● Point-per-instance localization data
↓↓↓
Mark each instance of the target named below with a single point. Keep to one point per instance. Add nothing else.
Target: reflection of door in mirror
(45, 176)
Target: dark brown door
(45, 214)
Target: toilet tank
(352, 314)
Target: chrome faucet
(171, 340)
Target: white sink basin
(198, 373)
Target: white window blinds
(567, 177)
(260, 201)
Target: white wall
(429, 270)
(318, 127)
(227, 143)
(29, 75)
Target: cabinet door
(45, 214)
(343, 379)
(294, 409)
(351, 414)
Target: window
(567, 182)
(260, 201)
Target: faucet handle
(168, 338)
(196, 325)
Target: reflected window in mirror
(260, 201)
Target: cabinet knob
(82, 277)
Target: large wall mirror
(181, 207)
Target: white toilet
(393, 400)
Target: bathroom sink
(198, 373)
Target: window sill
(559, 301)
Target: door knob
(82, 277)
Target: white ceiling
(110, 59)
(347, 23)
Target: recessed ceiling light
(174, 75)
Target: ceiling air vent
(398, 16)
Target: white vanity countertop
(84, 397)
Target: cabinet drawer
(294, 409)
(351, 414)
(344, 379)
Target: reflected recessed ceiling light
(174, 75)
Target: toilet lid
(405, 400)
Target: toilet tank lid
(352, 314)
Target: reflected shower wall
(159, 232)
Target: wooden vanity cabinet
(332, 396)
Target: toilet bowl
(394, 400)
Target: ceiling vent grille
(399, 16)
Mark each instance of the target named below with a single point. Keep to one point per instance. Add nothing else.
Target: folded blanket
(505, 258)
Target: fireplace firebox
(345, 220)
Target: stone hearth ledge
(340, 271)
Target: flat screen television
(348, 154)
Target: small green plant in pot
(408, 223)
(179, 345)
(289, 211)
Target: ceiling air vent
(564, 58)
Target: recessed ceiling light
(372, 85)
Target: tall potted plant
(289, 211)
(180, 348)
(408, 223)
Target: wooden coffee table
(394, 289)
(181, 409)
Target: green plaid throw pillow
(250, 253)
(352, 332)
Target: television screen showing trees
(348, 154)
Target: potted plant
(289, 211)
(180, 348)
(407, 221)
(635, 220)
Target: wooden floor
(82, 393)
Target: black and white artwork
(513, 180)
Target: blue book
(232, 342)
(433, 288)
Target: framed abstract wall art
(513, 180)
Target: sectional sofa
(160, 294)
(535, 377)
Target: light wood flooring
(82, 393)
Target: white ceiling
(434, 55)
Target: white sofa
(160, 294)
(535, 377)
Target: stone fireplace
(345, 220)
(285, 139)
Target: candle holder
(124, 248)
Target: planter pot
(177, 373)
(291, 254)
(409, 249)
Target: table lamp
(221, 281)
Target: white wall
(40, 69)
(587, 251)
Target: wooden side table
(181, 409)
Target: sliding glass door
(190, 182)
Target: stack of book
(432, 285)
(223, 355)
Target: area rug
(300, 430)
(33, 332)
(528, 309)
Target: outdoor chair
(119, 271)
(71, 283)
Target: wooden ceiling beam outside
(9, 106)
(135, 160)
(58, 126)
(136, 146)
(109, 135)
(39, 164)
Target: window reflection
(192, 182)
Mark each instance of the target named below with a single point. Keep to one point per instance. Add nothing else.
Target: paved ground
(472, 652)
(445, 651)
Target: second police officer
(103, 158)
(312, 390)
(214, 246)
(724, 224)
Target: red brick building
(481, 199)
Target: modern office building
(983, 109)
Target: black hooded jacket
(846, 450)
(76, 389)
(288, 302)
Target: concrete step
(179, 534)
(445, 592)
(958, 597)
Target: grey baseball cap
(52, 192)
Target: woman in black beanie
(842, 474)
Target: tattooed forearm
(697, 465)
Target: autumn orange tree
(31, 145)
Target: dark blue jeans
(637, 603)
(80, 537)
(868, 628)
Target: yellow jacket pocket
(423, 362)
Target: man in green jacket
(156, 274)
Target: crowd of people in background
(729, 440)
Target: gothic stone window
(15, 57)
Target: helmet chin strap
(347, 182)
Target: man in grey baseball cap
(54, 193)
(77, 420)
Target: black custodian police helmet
↑↑↑
● Problem
Repeat each entry above, keeping every word exact.

● Result of this exercise
Mark each instance of the target named below with a single point. Keep to one point per instance. Add nothing else.
Target: reflection of door in mirror
(45, 176)
Target: dark brown door
(45, 214)
Target: toilet tank
(352, 314)
Target: chrome faucet
(171, 340)
Target: white sink basin
(198, 373)
Target: white window blinds
(567, 177)
(260, 201)
Target: white wall
(429, 270)
(318, 127)
(227, 143)
(29, 75)
Target: cabinet door
(45, 214)
(343, 379)
(294, 409)
(351, 414)
Target: window
(567, 182)
(260, 201)
Target: faucet handle
(168, 338)
(196, 325)
Target: reflected window in mirror
(260, 201)
Target: cabinet knob
(82, 277)
Target: large wall mirror
(181, 207)
Target: white toilet
(393, 400)
Target: bathroom sink
(198, 373)
Target: window sill
(559, 301)
Target: door knob
(82, 277)
Target: white ceiling
(110, 59)
(347, 23)
Target: recessed ceiling light
(174, 75)
Target: ceiling air vent
(398, 16)
Target: white vanity countertop
(84, 397)
Target: cabinet drawer
(294, 409)
(351, 414)
(344, 379)
Target: reflected recessed ceiling light
(174, 75)
Target: toilet lid
(405, 400)
Target: toilet tank lid
(352, 314)
Target: reflected shower wall
(159, 232)
Target: wooden vanity cabinet
(332, 396)
Target: toilet bowl
(394, 400)
Target: ceiling vent grille
(399, 16)
Mark each instance of the target named below with a single point. Keep to one point per instance. Add nothing else.
Target: folded blanket
(505, 258)
Target: fireplace firebox
(345, 220)
Target: stone hearth ledge
(340, 271)
Target: flat screen television
(348, 154)
Target: small green plant in pot
(408, 223)
(179, 345)
(289, 211)
Target: ceiling air vent
(564, 58)
Target: recessed ceiling light
(372, 85)
Target: tall potted plant
(289, 211)
(180, 348)
(408, 223)
Target: wooden coffee table
(394, 289)
(181, 409)
Target: green plaid throw pillow
(250, 253)
(352, 332)
Target: television screen showing trees
(348, 154)
Target: potted plant
(289, 211)
(180, 348)
(407, 221)
(635, 220)
Target: wooden floor
(82, 393)
Target: black and white artwork
(513, 180)
Target: blue book
(232, 342)
(433, 288)
Target: framed abstract wall art
(513, 180)
Target: sectional sofa
(160, 294)
(535, 377)
Target: light wood flooring
(82, 393)
Target: white ceiling
(434, 55)
Target: white sofa
(160, 294)
(535, 377)
Target: stone fireplace
(345, 220)
(285, 139)
Target: candle holder
(124, 248)
Target: planter pot
(177, 373)
(291, 254)
(409, 249)
Target: table lamp
(221, 281)
Target: white wall
(40, 69)
(587, 251)
Target: wooden side table
(181, 409)
Target: sliding glass door
(190, 182)
Target: stack of book
(432, 285)
(223, 355)
Target: area rug
(300, 430)
(33, 332)
(528, 309)
Target: outdoor chair
(119, 271)
(71, 283)
Target: wooden ceiling beam outside
(9, 106)
(135, 160)
(58, 126)
(136, 146)
(109, 135)
(39, 164)
Target: window reflection
(192, 182)
Mark each instance of the target named below with a single point. Keep to one point per instance. Add nothing else.
Target: paved ground
(472, 652)
(445, 651)
Target: second police officer
(103, 158)
(312, 390)
(214, 246)
(724, 224)
Target: red brick building
(481, 199)
Target: modern office building
(983, 109)
Target: black hooded jacket
(846, 450)
(76, 389)
(288, 302)
Target: concrete step
(179, 534)
(445, 592)
(958, 597)
Target: grey baseball cap
(52, 192)
Target: woman in black beanie
(842, 474)
Target: tattooed forearm
(697, 465)
Target: autumn orange tree
(31, 145)
Target: dark blue jeans
(637, 603)
(80, 537)
(868, 628)
Target: yellow jacket pocket
(423, 362)
Target: man in green jacket
(156, 274)
Target: crowd of people in background
(729, 440)
Target: gothic stone window
(15, 57)
Target: helmet chin strap
(347, 182)
Target: man in grey baseball cap
(54, 193)
(77, 420)
Target: black custodian police helmet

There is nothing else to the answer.